— PROBLEM TO WORK ON —
Only the lines from the one containing "of the cream" to the end of the data are wanted; print them exactly as they appear.

— SUPPLIED RECORDS —
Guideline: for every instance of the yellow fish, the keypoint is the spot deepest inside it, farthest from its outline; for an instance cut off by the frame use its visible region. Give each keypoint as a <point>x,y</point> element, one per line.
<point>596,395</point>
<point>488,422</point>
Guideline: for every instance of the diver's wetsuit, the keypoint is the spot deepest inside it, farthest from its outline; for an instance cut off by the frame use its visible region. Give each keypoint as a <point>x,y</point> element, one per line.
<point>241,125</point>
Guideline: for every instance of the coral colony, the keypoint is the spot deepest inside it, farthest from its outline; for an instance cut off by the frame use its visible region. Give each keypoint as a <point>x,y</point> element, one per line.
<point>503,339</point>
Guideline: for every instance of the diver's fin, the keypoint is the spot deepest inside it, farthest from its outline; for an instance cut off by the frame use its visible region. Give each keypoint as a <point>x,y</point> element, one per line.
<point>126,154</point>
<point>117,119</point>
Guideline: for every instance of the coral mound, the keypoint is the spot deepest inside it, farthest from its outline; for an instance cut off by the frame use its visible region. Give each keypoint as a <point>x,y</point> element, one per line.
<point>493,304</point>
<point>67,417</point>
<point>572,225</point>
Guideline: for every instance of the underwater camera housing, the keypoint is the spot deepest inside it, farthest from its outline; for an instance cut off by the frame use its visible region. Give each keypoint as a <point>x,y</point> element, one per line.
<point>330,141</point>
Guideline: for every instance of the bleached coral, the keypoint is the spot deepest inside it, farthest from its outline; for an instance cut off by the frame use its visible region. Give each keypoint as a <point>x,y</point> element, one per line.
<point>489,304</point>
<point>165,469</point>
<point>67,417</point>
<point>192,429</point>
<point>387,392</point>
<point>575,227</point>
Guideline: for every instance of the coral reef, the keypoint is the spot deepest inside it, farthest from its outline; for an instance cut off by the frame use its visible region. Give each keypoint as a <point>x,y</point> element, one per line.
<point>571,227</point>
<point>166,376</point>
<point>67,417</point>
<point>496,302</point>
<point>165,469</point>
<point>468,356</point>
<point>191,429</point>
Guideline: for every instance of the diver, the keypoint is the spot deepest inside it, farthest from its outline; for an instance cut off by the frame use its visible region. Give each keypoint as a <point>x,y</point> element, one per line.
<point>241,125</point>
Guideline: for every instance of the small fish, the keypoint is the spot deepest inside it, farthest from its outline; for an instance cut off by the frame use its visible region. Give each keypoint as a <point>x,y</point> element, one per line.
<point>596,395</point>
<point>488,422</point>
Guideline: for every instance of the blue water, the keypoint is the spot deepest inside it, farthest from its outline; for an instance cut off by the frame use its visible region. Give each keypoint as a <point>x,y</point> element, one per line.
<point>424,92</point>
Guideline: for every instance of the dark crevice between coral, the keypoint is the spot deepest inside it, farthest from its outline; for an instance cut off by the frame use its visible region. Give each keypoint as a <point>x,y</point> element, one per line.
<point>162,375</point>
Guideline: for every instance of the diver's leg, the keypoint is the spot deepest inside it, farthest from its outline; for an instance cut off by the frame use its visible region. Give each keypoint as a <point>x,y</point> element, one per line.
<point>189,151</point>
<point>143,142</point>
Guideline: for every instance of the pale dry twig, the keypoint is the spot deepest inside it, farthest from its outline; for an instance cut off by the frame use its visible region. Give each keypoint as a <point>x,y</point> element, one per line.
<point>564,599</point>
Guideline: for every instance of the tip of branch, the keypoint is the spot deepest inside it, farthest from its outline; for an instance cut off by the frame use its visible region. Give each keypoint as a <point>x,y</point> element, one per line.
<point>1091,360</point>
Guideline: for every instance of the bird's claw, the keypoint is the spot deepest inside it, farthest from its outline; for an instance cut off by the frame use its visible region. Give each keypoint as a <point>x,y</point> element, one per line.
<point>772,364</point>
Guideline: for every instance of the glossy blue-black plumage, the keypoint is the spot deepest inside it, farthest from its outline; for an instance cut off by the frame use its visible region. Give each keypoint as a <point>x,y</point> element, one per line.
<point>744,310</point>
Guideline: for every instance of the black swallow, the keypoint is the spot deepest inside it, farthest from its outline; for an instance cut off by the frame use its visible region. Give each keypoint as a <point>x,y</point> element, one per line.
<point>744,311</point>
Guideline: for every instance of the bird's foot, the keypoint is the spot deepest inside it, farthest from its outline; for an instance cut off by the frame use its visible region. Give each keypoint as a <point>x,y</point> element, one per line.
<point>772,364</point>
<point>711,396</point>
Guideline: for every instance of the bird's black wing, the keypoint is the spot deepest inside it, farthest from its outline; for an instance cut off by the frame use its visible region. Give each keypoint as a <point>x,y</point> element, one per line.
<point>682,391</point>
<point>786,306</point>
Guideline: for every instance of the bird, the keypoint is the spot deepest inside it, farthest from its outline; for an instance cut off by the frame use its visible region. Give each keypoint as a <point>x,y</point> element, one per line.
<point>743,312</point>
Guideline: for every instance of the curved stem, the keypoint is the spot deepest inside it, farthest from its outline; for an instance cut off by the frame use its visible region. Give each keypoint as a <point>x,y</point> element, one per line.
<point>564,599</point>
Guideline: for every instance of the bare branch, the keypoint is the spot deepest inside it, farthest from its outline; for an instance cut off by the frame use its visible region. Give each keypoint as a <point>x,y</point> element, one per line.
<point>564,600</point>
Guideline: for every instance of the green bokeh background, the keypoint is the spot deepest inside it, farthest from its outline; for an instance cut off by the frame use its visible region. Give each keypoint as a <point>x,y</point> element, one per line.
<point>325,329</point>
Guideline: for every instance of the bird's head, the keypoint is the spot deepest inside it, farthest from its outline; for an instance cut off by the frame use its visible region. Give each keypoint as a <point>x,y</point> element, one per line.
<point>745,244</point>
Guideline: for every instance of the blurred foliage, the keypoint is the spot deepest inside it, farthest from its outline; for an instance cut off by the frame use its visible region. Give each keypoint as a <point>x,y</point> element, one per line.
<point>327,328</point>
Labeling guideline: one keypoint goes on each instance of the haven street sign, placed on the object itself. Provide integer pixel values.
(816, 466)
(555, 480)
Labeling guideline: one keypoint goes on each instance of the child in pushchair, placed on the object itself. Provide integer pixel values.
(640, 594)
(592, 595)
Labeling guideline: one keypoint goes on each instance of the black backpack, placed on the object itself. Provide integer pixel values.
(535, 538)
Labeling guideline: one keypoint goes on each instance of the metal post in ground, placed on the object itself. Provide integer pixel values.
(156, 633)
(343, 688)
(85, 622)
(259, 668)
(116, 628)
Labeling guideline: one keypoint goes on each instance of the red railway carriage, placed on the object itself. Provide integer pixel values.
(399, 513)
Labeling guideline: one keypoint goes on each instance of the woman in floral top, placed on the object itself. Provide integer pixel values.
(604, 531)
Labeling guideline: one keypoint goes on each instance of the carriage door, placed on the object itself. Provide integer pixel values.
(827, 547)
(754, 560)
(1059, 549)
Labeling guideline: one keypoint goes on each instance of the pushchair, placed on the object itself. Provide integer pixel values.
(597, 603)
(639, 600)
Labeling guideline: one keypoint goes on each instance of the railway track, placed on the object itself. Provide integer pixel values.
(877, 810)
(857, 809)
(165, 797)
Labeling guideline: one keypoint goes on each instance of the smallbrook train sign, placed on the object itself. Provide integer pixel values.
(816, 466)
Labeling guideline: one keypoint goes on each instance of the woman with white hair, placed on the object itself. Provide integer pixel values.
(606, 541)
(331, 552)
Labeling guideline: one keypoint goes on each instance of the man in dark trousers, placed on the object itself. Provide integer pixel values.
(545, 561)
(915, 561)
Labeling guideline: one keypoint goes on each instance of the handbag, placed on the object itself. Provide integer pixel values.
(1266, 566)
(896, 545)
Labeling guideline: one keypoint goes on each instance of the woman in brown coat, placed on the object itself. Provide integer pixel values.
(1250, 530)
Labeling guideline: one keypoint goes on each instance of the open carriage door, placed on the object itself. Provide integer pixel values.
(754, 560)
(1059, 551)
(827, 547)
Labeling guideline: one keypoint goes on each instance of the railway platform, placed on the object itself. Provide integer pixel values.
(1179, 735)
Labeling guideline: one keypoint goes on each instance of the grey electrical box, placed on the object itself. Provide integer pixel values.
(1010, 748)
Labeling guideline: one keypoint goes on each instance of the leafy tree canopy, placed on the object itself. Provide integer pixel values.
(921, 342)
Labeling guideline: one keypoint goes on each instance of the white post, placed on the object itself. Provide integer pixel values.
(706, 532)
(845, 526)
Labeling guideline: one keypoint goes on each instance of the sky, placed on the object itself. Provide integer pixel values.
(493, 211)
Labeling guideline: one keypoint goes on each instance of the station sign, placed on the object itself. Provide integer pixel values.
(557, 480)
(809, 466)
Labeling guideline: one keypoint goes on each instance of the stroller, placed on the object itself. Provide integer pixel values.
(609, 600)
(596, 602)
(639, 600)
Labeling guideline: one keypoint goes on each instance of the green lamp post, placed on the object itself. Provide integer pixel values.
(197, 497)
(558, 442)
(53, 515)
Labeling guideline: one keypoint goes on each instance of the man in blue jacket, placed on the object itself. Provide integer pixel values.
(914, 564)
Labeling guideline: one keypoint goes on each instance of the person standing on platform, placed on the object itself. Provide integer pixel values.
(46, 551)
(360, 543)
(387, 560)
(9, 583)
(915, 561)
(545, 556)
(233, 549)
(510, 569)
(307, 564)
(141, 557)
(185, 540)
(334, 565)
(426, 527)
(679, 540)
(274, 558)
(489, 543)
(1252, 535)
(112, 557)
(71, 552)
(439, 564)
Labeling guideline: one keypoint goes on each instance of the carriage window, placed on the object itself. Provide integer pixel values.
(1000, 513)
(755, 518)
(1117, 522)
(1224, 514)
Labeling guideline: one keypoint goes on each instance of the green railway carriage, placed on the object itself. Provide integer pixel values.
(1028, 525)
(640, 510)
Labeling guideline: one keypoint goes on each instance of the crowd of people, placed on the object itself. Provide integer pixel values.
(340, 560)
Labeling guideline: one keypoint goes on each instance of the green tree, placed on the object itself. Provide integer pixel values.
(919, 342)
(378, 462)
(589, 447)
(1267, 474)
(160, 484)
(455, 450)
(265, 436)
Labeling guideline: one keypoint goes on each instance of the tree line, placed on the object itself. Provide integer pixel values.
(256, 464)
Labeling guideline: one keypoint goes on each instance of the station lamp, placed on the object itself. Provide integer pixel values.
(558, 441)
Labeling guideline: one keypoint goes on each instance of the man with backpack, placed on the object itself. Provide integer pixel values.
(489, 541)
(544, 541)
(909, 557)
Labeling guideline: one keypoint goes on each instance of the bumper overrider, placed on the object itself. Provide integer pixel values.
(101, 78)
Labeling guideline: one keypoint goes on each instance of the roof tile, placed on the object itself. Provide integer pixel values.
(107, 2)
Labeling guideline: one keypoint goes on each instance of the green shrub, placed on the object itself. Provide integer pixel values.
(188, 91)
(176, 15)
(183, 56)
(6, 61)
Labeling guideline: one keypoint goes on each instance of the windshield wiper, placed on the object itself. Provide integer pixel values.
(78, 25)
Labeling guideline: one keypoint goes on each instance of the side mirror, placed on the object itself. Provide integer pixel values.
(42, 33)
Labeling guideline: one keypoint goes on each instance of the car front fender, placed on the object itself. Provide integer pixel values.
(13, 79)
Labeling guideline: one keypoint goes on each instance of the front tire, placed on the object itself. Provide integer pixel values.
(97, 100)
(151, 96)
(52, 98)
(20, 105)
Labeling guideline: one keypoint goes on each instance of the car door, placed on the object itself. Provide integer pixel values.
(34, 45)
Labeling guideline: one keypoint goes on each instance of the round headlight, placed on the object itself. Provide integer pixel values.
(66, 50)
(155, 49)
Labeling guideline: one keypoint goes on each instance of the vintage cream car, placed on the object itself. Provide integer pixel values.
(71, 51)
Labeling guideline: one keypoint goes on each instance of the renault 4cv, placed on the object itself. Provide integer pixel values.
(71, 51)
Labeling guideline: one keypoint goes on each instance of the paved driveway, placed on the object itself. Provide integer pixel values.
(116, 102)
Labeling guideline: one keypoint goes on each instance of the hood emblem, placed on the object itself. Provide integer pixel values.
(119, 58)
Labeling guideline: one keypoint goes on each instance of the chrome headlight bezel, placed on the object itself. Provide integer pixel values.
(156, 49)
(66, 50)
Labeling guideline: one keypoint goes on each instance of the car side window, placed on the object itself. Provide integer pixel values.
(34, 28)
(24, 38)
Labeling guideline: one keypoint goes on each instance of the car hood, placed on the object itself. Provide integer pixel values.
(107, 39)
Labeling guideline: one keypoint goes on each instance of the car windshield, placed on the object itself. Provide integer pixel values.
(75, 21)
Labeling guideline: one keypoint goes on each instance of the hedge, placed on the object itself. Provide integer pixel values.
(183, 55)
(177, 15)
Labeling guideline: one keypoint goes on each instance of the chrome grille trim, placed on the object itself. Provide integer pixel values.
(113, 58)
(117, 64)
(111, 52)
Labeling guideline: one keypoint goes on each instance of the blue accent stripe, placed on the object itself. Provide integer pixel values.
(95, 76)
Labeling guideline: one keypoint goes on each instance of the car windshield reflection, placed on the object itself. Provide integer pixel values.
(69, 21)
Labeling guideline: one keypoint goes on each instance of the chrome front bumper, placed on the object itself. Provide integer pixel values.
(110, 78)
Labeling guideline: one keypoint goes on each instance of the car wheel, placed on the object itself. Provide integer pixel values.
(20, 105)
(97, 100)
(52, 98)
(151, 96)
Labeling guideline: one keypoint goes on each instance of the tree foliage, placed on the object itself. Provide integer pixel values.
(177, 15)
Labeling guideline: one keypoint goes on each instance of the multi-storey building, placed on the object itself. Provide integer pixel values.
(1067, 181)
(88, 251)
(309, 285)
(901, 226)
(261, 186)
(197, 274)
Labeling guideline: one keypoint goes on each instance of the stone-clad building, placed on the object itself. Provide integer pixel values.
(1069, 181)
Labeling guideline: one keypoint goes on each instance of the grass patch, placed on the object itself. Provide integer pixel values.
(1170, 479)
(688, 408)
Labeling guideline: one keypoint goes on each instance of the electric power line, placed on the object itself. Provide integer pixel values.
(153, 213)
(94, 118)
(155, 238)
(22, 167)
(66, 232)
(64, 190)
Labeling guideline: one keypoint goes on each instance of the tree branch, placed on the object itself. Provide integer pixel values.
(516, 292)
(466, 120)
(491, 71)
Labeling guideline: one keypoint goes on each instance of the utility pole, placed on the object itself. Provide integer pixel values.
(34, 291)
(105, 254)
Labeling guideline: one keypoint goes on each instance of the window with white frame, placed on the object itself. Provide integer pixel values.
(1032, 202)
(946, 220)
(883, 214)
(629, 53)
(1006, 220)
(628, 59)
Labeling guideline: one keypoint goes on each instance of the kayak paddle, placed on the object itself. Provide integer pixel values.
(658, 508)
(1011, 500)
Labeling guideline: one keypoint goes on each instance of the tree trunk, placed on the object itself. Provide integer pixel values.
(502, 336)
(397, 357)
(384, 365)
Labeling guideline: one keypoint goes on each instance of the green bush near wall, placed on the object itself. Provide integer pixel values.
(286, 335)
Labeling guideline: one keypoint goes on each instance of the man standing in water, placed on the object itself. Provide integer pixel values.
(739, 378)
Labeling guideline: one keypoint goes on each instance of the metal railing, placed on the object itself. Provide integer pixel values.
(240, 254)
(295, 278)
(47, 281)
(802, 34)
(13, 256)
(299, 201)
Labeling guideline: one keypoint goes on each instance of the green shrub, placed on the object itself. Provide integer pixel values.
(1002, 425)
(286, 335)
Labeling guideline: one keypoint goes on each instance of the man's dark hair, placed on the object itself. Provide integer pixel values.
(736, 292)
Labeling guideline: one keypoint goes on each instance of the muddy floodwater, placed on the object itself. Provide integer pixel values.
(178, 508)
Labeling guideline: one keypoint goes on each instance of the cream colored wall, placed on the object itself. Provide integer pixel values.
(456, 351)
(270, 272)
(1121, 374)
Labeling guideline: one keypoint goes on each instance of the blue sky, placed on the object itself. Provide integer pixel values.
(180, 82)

— THE COMPLETED TASK —
Labeling guideline: one keypoint goes on each instance of the cream colored wall, placed on the object itself. Provide integer pixel values.
(456, 351)
(270, 272)
(1121, 374)
Labeling guideline: one keypoint goes on each instance of the blue sky, placed on the object itself. Provide integer pixel values.
(180, 82)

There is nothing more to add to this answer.